[Source extract]
((

Georgia’s 1332 waiver, navigators and ads

Yesterday, I briefly discussed a new working paper that I’m co-first authoring with Rebecca Myerson.  We wonder if ACA market insurers changed their television advertising in response to decreases in navigator funding.  Our hypothesis going into the project was that we should see advertising increase as navigator funding decreased as we thought these two information channels may be substitutes for each other.

We were wrong.

Right now, we’re finding strong, consistent null results no matter what we do to the data.  We did event studies — nada.  We did difference in difference with 2015 as the start of the run — nada.  We did difference in difference with 2016 as the start of the run — nada.  We dropped each state from the analysis one by one to see if there was a single state warping everything — and we got nothing.

 

Why does this matter?

It matters because of Georgia.

Georgia has filed and received approval for a two part Section 1332 waiver for the ACA. A 1332 waiver allows a state to make significant changes to the ACA health insurance markets as long as guardrails of coverage, access, affordability to consumers and federal costs are met. The first part is — an interesting only to health economists — a reinsurance program that has some really fascinating within state and year county level payment variation. The Centers for Medicare and Medicaid Services has and will approve similar waivers for reinsurance from other states. As a general reminder, there is often a thin line between “exceedingly clever” and “fraud” when dealing with weird boundary condition rules.

The second part of the Georgia waiver is called the “Georgia Access Model.” The state proposes to shut down Healthcare.gov and not replace it with a state based marketplace. Instead, private entities would do all of the outreach, assistance and marketing while the state would verify incomes and assign subsidies. This part of the waiver was approved in November 2020. The current CMS leadership believes that changing legislative and policy circumstances could lead to the Georgia Access Model failing to meet one or more of the guardrails.

Georgia has argued that the private sector will be more efficient and effective at assisting and enrolling people than a government run website and/or navigator program. The forthcoming work at the American Journal of Health Economics by Myerson and Li show that enrollment of marginalized populations declined when counties experienced larger navigator funding cuts while our current working paper shows that insurers are not responding to the decline in navigator funding by increasing advertising as an information channel compensatory buff.

Insurers have a different set of objectives than the government when it comes to enrollment. Insurers want to enroll people who are highly likely to be profitable. The government wants to enroll people who are highly likely to need insurance and who may or may not be profitable after risk adjustment.

))

[Source information]
((

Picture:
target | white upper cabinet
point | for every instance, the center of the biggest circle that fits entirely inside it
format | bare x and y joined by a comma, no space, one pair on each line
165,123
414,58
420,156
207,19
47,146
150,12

))

[Task to complete] Can you set down, word for word, the part of the Georgia waiver post between "Georgia has argued" and "after risk adjustment.", inclusive?

[Problem solution]
Georgia has argued that the private sector will be more efficient and effective at assisting and enrolling people than a government run website and/or navigator program. The forthcoming work at the American Journal of Health Economics by Myerson and Li show that enrollment of marginalized populations declined when counties experienced larger navigator funding cuts while our current working paper shows that insurers are not responding to the decline in navigator funding by increasing advertising as an information channel compensatory buff.

Insurers have a different set of objectives than the government when it comes to enrollment. Insurers want to enroll people who are highly likely to be profitable. The government wants to enroll people who are highly likely to need insurance and who may or may not be profitable after risk adjustment.